→ **Work required**
Please retype the records that appear below, exactly and in full.

→ **Provided data**
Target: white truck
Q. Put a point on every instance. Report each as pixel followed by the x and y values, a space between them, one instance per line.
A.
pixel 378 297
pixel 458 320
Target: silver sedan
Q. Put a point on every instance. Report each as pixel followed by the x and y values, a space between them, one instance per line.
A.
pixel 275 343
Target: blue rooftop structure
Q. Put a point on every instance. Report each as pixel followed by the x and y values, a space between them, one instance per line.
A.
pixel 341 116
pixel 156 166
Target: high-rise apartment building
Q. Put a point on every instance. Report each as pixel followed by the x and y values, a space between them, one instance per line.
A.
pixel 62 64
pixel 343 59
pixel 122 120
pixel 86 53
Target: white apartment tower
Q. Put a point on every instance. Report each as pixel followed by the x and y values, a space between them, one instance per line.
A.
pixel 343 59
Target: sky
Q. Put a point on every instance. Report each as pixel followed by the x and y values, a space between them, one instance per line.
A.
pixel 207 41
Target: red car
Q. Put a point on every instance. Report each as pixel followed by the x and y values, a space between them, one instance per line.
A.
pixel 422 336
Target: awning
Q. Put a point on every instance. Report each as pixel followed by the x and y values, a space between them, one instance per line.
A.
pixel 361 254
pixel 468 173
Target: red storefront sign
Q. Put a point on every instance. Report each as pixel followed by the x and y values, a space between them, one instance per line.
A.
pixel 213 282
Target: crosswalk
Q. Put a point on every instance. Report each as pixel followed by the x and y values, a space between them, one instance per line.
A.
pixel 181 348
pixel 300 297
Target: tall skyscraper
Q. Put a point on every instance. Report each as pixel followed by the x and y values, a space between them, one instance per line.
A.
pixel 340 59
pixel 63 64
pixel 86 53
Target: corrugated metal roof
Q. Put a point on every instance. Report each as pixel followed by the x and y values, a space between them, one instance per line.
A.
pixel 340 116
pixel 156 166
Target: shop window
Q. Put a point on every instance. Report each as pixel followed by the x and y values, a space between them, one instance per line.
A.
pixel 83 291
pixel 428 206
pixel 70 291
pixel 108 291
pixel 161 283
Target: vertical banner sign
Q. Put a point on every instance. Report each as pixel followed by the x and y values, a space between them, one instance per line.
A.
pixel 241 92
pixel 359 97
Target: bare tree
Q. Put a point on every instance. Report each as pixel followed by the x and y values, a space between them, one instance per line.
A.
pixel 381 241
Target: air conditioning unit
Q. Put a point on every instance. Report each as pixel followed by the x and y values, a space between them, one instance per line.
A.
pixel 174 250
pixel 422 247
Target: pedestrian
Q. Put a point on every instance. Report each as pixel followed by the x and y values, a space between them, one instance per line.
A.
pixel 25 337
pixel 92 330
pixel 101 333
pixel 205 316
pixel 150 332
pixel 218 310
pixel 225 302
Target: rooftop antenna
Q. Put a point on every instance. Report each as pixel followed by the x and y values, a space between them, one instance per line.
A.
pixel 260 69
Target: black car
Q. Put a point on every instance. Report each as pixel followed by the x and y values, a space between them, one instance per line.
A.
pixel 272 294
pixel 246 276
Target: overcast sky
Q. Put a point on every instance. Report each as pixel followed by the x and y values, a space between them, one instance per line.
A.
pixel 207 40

→ **Response to this exercise**
Target: white truck
Q. Put a point on every instance. Report each as pixel followed by the x and y values, a space between them, one instance per line.
A.
pixel 378 297
pixel 458 320
Target: silver sedan
Q. Put a point on every instance. Report each as pixel followed by the x and y values, a space between them, one instance per line.
A.
pixel 275 343
Target: blue rooftop structure
Q. Put a point on every instance. Report each as pixel followed by the x and y values, a space between them, one instance per line.
A.
pixel 341 116
pixel 156 166
Target: high-rise apartment building
Q. Put a point on every instance. Report each as pixel followed by the x and y values, a space between them, one instance per line.
A.
pixel 62 64
pixel 343 59
pixel 122 120
pixel 86 53
Target: white apartment tower
Q. Put a point on every instance. Report each as pixel followed by the x and y values, a space between them, one instance per line.
A.
pixel 343 59
Target: sky
Q. Put a point on every instance. Report each as pixel followed by the x and y values, a space between them, one instance per line.
A.
pixel 207 41
Target: red car
Q. Put a point on every instance. Report each as pixel followed by the x and y values, a space between them, one instance per line.
A.
pixel 422 336
Target: awning
Q. Put a point on every instance. Report each as pixel followed by the x and y values, a space between them, one instance per line.
A.
pixel 361 254
pixel 468 173
Target: red storefront sign
Q. Put a point on every instance. Report each as pixel followed by the x and y values, a space between them, one instance per line.
A.
pixel 213 282
Target: crosswalk
Q. Put a point on every instance. Report each as pixel followed by the x and y values, a space between them, one instance per line.
A.
pixel 181 348
pixel 300 297
Target: tall skyscraper
Q. Put a point on every instance. Report each as pixel followed by the x and y values, a space between them, one instance per line.
A.
pixel 340 59
pixel 63 64
pixel 86 53
Target: corrugated metal roof
Q. Put a point on every instance. Report each as pixel followed by the x and y values, a space between them, one instance per line.
A.
pixel 340 116
pixel 156 166
Target: shop window
Q. Put a point on every instance. Report each as pixel followed by the x and y values, a space between them, one instance per line.
A.
pixel 83 291
pixel 428 206
pixel 70 291
pixel 108 291
pixel 161 283
Target: vertical banner sign
Q. Put a point on every instance. Report each as pixel followed by the x and y values, a space between them, one instance per line.
A.
pixel 241 92
pixel 359 97
Target: bare tree
Q. Put a point on every instance. Report each as pixel followed by the x and y values, a space between them, one instance per line.
A.
pixel 381 241
Target: air conditioning unit
Q. Put a point on every instance. Report each as pixel followed by the x and y values, a space between them, one instance per line.
A.
pixel 174 250
pixel 422 247
Target: pedestrian
Q. Put a point on every instance. Report each as pixel followed by the x and y values, a space between them, one instance per line.
A.
pixel 25 337
pixel 92 330
pixel 101 333
pixel 205 316
pixel 150 332
pixel 218 310
pixel 225 302
Target: rooftop antenna
Q. Put a point on every instance. Report each as pixel followed by the x and y values, a space between them, one instance per line.
A.
pixel 260 69
Target: black car
Q. Put a point on every instance. Report each as pixel followed by the x and y values, a space between them, one instance per line.
A.
pixel 272 294
pixel 246 276
Target: overcast sky
Q. Put a point on every instance. Report each as pixel followed by the x and y values, a space between them, one instance per line.
A.
pixel 207 40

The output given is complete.